» Dataset extract

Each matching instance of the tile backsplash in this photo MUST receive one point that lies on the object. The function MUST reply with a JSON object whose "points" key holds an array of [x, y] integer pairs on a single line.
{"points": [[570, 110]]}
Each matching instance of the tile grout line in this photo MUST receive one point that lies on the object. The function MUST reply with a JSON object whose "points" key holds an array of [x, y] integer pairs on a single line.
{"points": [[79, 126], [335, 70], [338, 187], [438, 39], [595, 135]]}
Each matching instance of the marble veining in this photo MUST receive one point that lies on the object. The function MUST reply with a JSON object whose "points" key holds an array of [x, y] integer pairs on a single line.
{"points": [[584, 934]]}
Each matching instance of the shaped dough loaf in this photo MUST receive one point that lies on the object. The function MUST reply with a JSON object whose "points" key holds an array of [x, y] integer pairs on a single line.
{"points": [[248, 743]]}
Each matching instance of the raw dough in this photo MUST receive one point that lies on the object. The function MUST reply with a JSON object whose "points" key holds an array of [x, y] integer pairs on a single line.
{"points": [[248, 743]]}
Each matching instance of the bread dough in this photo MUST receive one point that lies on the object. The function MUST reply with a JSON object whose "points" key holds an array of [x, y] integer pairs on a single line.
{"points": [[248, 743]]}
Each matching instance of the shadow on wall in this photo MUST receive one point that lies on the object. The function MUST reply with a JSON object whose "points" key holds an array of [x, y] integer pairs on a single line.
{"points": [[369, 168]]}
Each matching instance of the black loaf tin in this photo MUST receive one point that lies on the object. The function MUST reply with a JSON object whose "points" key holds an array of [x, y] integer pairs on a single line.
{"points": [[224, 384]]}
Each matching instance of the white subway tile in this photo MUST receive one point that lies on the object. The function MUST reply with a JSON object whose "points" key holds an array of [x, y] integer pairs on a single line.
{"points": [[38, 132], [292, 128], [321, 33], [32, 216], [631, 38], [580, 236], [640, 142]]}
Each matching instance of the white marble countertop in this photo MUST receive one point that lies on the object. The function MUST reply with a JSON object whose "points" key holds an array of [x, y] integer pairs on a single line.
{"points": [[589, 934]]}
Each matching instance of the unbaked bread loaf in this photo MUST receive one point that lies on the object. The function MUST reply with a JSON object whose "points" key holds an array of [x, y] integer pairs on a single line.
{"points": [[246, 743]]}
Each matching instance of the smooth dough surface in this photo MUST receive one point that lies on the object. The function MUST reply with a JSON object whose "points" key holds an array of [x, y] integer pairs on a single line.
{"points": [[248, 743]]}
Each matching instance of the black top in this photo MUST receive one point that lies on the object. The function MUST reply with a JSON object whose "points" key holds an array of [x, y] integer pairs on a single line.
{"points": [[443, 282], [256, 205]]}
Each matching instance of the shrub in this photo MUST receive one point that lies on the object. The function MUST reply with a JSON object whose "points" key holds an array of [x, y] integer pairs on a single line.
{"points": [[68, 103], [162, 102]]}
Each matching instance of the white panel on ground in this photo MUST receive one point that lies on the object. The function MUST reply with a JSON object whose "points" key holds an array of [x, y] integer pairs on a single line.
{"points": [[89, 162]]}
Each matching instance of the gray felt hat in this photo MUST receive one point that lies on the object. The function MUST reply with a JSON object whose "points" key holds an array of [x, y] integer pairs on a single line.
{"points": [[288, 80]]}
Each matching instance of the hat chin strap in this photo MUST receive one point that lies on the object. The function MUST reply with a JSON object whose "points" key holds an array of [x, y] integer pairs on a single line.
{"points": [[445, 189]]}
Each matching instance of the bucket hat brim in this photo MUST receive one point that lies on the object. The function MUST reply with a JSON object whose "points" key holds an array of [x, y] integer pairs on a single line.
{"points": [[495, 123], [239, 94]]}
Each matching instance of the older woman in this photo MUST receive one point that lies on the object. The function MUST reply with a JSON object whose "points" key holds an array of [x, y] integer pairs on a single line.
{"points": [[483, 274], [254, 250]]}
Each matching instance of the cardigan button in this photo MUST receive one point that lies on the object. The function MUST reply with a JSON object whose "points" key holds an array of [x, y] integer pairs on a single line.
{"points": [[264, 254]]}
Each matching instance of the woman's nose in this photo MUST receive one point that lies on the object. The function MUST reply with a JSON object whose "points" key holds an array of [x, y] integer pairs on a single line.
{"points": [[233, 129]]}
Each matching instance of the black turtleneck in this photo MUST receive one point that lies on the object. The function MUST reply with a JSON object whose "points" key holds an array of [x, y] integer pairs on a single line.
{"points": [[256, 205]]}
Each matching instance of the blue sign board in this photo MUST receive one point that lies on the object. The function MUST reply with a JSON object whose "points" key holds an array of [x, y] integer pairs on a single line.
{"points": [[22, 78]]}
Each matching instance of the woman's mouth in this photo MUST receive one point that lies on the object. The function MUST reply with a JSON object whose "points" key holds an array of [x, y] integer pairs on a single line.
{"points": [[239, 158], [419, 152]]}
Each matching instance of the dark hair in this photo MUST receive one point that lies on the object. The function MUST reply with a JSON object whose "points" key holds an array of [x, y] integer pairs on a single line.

» Required action
Only an exact copy of the data above will do.

» Expected output
Each matching instance of the tile backsplash in this photo MUST receive one point that lies on the object. The function MUST reply with a JSON object whose "points" key holds an array of [x, y] integer pairs on a single line.
{"points": [[570, 110]]}
Each matching instance of the tile grout line in this photo MUST receive one point that lies on the object. The function MUST reply with a JSON object whose "points" key holds an array of [x, y] integer pairs on a single line.
{"points": [[79, 126], [335, 70], [338, 187], [438, 39], [595, 135]]}
Each matching instance of the marble veining in this photo MUST receive one point that lies on the object. The function MUST reply with a JSON object whose "points" key holds an array of [x, y] integer pairs on a single line.
{"points": [[584, 934]]}
Each matching instance of the shaped dough loaf in this photo MUST receive one point that lies on the object. The function MUST reply with a JSON object whose "points" key holds an array of [x, y] integer pairs on a single line.
{"points": [[248, 743]]}
Each matching instance of the raw dough in this photo MUST receive one point that lies on the object. The function MUST reply with a JSON object whose "points" key holds an array of [x, y] integer pairs on a single line.
{"points": [[248, 743]]}
Each matching instance of the bread dough in this photo MUST receive one point that lies on the object. The function MUST reply with a JSON object whose "points" key holds an array of [x, y] integer pairs on a single line.
{"points": [[248, 743]]}
Each matching instance of the shadow on wall in this photo MUST receive one point that lies on the object. The function MUST reply with a JSON object whose "points" key holds an array of [x, y] integer pairs on a single line.
{"points": [[369, 168]]}
Each matching instance of the black loaf tin in this photo MUST receive one point that lies on the object. The function MUST reply with a JSON object whose "points" key holds an array of [x, y] integer pairs on a single line.
{"points": [[224, 384]]}
Each matching instance of the white subway tile in this photo MUST receive one point that lies on the object. The function MUST reply with a JSON object whose "points" key holds an array of [x, y] integer pairs on a single line.
{"points": [[38, 132], [292, 128], [321, 33], [32, 216], [631, 38], [580, 236], [640, 142]]}
Each matching instance of the white marble countertop in this photo MUST receive one point that lies on the object. The function MUST reply with a JSON object whose "points" key holds an array of [x, y] integer pairs on a single line.
{"points": [[589, 934]]}
Each matching instance of the unbaked bread loaf in this photo MUST receive one point that lies on the object. The function MUST reply with a JSON object whose "points" key holds an array of [x, y] integer pairs on a single line.
{"points": [[246, 743]]}
Each matching instance of the smooth dough surface in this photo MUST receive one point that lies on the object. The function MUST reply with a JSON object whose "points" key holds an array of [x, y] integer pairs on a single line.
{"points": [[248, 743]]}
Each matching instance of the black top in this photo MUST receive one point that lies on the object. The function MUST reply with a JSON object whose "points" key holds an array of [x, y] integer pairs on a single line.
{"points": [[443, 282], [256, 205]]}
Each matching instance of the shrub in this photo MUST receive one point that lies on the object. The function MUST reply with a JSON object whose "points" key holds an array of [x, y] integer pairs on a single line.
{"points": [[68, 103], [162, 102]]}
Each matching instance of the white panel on ground in this photo MUST receive one point that lies on the object. The function MUST reply with a JSON object whose "points" key holds an array of [x, y] integer pairs on a single line.
{"points": [[89, 162]]}
Each matching instance of the gray felt hat in this photo MUST receive one point that lies on the object. The function MUST reply with a JSON object whose "points" key holds an array of [x, y] integer pairs on a single line.
{"points": [[288, 80]]}
Each matching instance of the hat chin strap in this photo MUST receive one point that lies on the object. The function MUST reply with a JSON object whose "points" key holds an array of [x, y] integer pairs on a single line.
{"points": [[445, 189]]}
Each matching instance of the bucket hat brim in this photo MUST receive one point that lies on the object. The function MUST reply with a JSON object whose "points" key holds an array of [x, y] integer pairs on a single line.
{"points": [[495, 123], [239, 94]]}
Each matching instance of the older woman in this photo MUST receive one point that lies on the object. The function MUST reply with a JSON object whose "points" key holds an array of [x, y] integer pairs on a single line.
{"points": [[483, 274], [254, 250]]}
Each matching instance of the cardigan button in this photo MUST receive one point that lies on the object. The function MUST reply with a JSON object whose "points" key holds an array of [x, y] integer pairs on a single line.
{"points": [[264, 254]]}
Each matching instance of the woman's nose in this photo MUST receive one point that lies on the object. The function MUST reply with a JSON object whose "points" key holds an array of [x, y] integer pairs on a single line.
{"points": [[233, 129]]}
Each matching instance of the black turtleneck in this photo MUST receive one point that lies on the object. The function MUST reply with a JSON object whose "points" key holds an array of [x, y] integer pairs on a single line.
{"points": [[256, 205]]}
Each matching instance of the blue sign board in this photo MUST receive one point that lies on the object. The function MUST reply with a JSON object whose "points" key holds an array of [x, y] integer pairs on a single line.
{"points": [[22, 78]]}
Each matching instance of the woman's mouth in this photo MUST receive one point that lies on the object. The function MUST reply with a JSON object whose "points" key holds an array of [x, y] integer pairs on a single line.
{"points": [[239, 158], [419, 152]]}
Each matching instance of the dark hair in this photo MUST receive one point that lies on the object. The function MUST reply with a JSON object whose "points" key holds an array of [x, y] integer pairs on a single line.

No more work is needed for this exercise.